[Problem to work on]: Transcribe the records below exactly.

======== Task data ========

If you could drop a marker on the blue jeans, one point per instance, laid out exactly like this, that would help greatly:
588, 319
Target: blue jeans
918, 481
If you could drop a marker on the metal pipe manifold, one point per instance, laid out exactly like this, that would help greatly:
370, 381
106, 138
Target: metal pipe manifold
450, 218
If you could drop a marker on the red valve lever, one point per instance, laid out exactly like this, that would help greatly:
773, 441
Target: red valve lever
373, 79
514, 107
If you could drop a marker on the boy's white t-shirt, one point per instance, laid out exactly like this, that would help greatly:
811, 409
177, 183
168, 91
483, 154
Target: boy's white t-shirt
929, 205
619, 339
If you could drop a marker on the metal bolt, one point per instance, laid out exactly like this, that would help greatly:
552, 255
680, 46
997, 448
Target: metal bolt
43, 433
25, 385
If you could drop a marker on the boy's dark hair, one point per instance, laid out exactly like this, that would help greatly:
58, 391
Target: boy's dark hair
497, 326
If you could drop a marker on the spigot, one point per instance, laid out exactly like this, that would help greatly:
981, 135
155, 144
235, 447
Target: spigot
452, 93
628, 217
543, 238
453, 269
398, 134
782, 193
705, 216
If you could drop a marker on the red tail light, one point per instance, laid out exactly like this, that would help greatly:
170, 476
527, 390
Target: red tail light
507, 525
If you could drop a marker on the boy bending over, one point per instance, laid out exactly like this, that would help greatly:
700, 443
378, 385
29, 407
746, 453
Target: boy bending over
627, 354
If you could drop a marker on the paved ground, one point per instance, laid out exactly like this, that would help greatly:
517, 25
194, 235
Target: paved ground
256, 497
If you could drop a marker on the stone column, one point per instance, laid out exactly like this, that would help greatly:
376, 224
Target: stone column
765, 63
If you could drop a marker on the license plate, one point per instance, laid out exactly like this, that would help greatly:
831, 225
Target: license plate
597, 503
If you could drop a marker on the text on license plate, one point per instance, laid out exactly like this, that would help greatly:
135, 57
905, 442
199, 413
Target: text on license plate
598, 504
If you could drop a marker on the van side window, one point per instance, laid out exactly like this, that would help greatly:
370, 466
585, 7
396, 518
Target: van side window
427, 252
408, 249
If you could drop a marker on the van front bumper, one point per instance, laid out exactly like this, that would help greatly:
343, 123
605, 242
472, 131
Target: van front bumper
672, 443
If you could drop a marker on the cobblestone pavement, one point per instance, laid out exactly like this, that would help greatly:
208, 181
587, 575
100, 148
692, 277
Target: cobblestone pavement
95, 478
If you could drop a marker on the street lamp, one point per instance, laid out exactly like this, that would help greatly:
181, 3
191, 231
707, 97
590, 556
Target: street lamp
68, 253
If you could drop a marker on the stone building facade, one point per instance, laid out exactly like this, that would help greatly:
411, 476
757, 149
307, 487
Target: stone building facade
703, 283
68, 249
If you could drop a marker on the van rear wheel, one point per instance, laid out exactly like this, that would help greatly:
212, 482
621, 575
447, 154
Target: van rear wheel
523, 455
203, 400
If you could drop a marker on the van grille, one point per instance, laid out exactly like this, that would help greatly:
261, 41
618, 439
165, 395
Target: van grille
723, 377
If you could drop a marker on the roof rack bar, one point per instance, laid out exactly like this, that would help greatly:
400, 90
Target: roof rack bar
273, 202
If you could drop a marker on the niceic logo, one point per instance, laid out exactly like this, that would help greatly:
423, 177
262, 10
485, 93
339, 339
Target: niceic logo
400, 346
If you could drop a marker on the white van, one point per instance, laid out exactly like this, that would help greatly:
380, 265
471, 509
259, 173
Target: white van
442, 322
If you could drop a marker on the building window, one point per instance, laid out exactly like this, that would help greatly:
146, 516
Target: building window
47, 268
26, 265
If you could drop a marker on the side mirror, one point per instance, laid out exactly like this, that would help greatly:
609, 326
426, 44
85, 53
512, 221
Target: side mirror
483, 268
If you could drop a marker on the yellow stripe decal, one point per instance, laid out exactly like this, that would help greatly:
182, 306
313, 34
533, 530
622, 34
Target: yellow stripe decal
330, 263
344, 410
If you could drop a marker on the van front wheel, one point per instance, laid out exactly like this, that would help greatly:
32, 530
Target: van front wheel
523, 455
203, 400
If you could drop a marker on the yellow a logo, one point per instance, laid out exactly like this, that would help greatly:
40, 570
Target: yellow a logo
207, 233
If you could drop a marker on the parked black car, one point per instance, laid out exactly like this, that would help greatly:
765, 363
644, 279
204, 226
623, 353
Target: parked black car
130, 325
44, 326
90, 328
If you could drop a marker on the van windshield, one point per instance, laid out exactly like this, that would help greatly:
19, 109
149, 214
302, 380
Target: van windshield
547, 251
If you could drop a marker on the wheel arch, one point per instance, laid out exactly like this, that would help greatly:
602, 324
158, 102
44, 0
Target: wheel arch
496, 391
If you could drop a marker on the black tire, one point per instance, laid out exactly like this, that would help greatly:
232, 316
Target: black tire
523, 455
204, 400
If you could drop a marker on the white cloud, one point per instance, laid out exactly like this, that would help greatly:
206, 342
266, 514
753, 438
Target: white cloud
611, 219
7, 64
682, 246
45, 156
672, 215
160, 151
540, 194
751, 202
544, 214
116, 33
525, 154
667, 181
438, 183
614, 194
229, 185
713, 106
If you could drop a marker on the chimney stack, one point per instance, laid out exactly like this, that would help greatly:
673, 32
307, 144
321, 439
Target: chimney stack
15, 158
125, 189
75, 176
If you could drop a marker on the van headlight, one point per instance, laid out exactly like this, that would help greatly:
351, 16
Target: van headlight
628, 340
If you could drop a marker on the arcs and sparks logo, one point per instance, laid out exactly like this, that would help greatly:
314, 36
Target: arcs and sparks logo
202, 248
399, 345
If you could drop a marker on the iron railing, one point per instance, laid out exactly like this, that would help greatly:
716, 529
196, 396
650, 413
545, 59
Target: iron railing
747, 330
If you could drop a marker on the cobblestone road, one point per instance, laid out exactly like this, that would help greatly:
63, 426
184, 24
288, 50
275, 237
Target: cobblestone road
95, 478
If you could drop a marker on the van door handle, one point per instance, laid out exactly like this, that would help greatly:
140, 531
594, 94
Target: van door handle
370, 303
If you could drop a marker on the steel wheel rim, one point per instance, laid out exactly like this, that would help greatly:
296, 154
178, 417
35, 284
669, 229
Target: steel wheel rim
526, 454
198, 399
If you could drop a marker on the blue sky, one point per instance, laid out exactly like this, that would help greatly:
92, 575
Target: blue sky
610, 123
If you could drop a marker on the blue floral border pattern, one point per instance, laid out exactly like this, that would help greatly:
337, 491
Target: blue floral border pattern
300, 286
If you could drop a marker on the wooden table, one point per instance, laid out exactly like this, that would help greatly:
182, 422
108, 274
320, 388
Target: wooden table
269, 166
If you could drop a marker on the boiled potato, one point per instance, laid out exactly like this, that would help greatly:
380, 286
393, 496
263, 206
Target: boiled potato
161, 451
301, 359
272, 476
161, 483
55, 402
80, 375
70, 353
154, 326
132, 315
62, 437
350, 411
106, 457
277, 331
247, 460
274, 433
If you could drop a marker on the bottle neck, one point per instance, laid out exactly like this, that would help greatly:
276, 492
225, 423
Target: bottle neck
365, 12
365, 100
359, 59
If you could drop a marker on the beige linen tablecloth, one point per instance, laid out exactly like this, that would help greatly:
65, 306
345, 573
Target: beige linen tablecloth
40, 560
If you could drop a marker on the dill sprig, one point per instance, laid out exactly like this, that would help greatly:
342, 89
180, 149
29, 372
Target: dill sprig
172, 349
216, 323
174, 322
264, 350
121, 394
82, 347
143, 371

========

[Answer]:
If you could drop a marker on the blue jeans, one point per instance, laid out exactly like this, that would help greatly:
588, 319
Target: blue jeans
918, 481
If you could drop a marker on the metal pipe manifold, one point per instance, laid out exactly like this, that would help greatly:
370, 381
106, 138
Target: metal pipe manifold
450, 218
If you could drop a marker on the red valve lever, one point per instance, laid out exactly like this, that would help greatly:
773, 441
Target: red valve lever
373, 79
514, 107
If you could drop a marker on the boy's white t-shirt, one point per instance, laid out exactly like this, that would help greatly:
811, 409
177, 183
168, 91
483, 154
Target: boy's white t-shirt
929, 205
619, 339
If you could drop a marker on the metal bolt, one point per instance, laid out exactly like this, that would help greatly:
552, 255
680, 46
997, 448
Target: metal bolt
43, 433
25, 385
If you could drop a marker on the boy's dark hair, one point per instance, laid out exactly like this, that would help greatly:
58, 391
Target: boy's dark hair
497, 326
If you could drop a marker on the spigot, one point per instance, laid out exactly like this, that would help greatly:
981, 135
155, 144
235, 447
Target: spigot
452, 93
628, 217
543, 238
453, 269
398, 134
782, 193
705, 216
If you could drop a marker on the red tail light, one point per instance, laid out exactly like this, that would help greatly:
170, 476
527, 390
Target: red tail light
507, 525
If you could drop a marker on the boy bending over, one point per instance, laid out exactly like this, that would help greatly:
700, 443
378, 385
29, 407
746, 453
Target: boy bending over
627, 354
If you could drop a marker on the paved ground, one point per instance, laid out exactly like this, that would help greatly:
517, 25
194, 235
Target: paved ground
256, 497
If you could drop a marker on the stone column, one point per instance, laid out exactly like this, that would help greatly:
376, 224
Target: stone column
765, 63
If you could drop a marker on the license plate, one point per instance, laid out exactly like this, that would help greatly:
831, 225
Target: license plate
597, 503
If you could drop a marker on the text on license plate, one point per instance, laid out exactly like this, that would help greatly:
135, 57
905, 442
199, 413
Target: text on license plate
598, 504
If you could drop a marker on the van side window, one point per instance, laid out exactly like this, that would help greatly:
370, 466
585, 7
396, 518
Target: van side window
427, 252
408, 249
If you could drop a marker on the van front bumper, one point per instance, laid out exactly like this, that would help greatly:
343, 123
605, 242
472, 131
Target: van front bumper
672, 443
If you could drop a marker on the cobblestone pavement, one point per instance, laid out exactly like this, that would help greatly:
208, 181
587, 575
100, 148
692, 277
Target: cobblestone pavement
95, 478
If you could drop a marker on the street lamp, one point per instance, laid out exactly like this, that would help greatly:
181, 3
191, 231
707, 97
590, 556
Target: street lamp
68, 253
If you could drop a marker on the stone building facade, one point per instance, laid out exactly like this, that would help greatly:
411, 476
757, 149
307, 487
Target: stone building facade
703, 283
68, 249
If you could drop a marker on the van rear wheel, one point per instance, laid out exactly like this, that would help greatly:
212, 482
621, 575
447, 154
Target: van rear wheel
523, 455
203, 400
If you could drop a marker on the van grille, one point per instance, laid out exactly like this, that would help greatly:
261, 41
618, 439
165, 395
Target: van grille
723, 377
If you could drop a marker on the roof rack bar, one point per instance, laid out exactly like this, that would help greatly:
400, 90
Target: roof rack bar
273, 202
If you could drop a marker on the niceic logo, one point per instance, laid out exactly like this, that would help greatly:
423, 177
262, 10
485, 93
339, 339
Target: niceic logo
400, 346
If you could drop a marker on the white van, one point per instance, laid out exactly like this, that would help greatly:
380, 265
471, 509
259, 173
Target: white van
442, 322
If you could drop a marker on the building window, one point per instance, laid out exactly like this, that would help greatly:
146, 516
Target: building window
47, 268
26, 265
If you could drop a marker on the side mirror, one point per instance, laid out exactly like this, that would help greatly:
609, 326
426, 44
85, 53
512, 221
Target: side mirror
483, 268
If you could drop a marker on the yellow stripe decal, one point per instance, laid out exactly like this, that would help greatly:
182, 306
313, 34
533, 530
622, 34
Target: yellow stripe decal
330, 263
344, 410
If you could drop a marker on the van front wheel, one point per instance, laid out exactly like this, that would help greatly:
32, 530
Target: van front wheel
523, 455
203, 400
If you could drop a marker on the yellow a logo, one point per instance, laid out exactly like this, that would help greatly:
40, 570
Target: yellow a logo
207, 233
If you could drop a marker on the parked black car, one point per instance, laid out exactly like this, that would help greatly:
765, 363
644, 279
204, 226
623, 353
Target: parked black car
130, 325
44, 326
90, 328
If you could drop a marker on the van windshield, one point per instance, laid out exactly like this, that would help greatly:
19, 109
149, 214
302, 380
Target: van windshield
547, 251
If you could drop a marker on the wheel arch, one point per instance, laid out exactly like this, that would help greatly:
602, 324
158, 102
44, 0
Target: wheel arch
496, 391
If you could drop a marker on the black tire, one point per instance, laid out exactly like this, that would help greatly:
232, 316
Target: black tire
523, 455
204, 400
If you could drop a marker on the white cloud, one point per instance, laid out exactly like this, that would help greatly:
206, 342
266, 514
753, 438
Target: white cloud
611, 219
7, 64
682, 246
45, 156
672, 215
160, 151
540, 194
751, 202
544, 214
116, 33
525, 154
667, 181
438, 183
614, 194
229, 185
713, 106
If you could drop a marker on the chimney stack, one point per instance, laid out exactly like this, that would help greatly:
673, 32
307, 144
321, 439
Target: chimney stack
15, 158
125, 189
75, 176
If you could drop a marker on the van headlight, one point per instance, laid out exactly like this, that would help greatly:
351, 16
Target: van headlight
628, 340
If you could drop a marker on the arcs and sparks logo, one point per instance, laid out exactly like this, that would help greatly:
314, 36
Target: arcs and sparks logo
202, 248
399, 345
If you could drop a marker on the iron railing, one point per instance, laid out exactly like this, that would help greatly:
716, 529
196, 396
650, 413
545, 59
Target: iron railing
747, 330
If you could drop a marker on the cobblestone road, one point per instance, laid out exactly like this, that would help greatly:
63, 426
184, 24
288, 50
275, 237
Target: cobblestone road
95, 478
If you could drop a marker on the van door handle, one point per instance, laid out exactly like this, that would help greatly:
140, 531
594, 94
Target: van door handle
370, 303
If you could drop a marker on the steel wheel rim, one point per instance, laid out exactly like this, that would help greatly:
296, 154
178, 417
35, 284
669, 229
Target: steel wheel rim
526, 454
198, 399
If you could drop a marker on the blue sky, one point per instance, laid out exactly like this, that would help greatly:
92, 575
Target: blue sky
610, 123
If you could drop a marker on the blue floral border pattern, one point per instance, laid out exactly like this, that would help greatly:
337, 491
Target: blue floral border pattern
300, 286
If you could drop a marker on the wooden table, one point per instance, laid out exactly like this, that would help greatly:
182, 422
108, 274
320, 388
Target: wooden table
269, 166
If you could drop a marker on the boiled potato, one point per instance, laid out exactly like this, that would help greatly:
380, 286
393, 496
263, 206
Target: boiled potato
161, 451
301, 359
272, 476
161, 483
55, 402
80, 375
70, 353
154, 326
132, 315
62, 437
350, 411
106, 457
277, 331
247, 460
274, 433
If you could drop a marker on the bottle neck, one point per instance, laid out exactly like this, that would help greatly:
276, 492
225, 423
Target: bottle neck
365, 12
365, 100
359, 59
If you could drop a marker on the beige linen tablecloth, one point per instance, laid out exactly like this, that would help greatly:
65, 306
345, 573
Target: beige linen tablecloth
40, 560
If you could drop a marker on the dill sprig, one point per instance, laid out exactly like this, that would help greatly:
342, 89
180, 149
29, 372
Target: dill sprig
172, 349
216, 323
174, 322
264, 350
121, 394
82, 347
143, 371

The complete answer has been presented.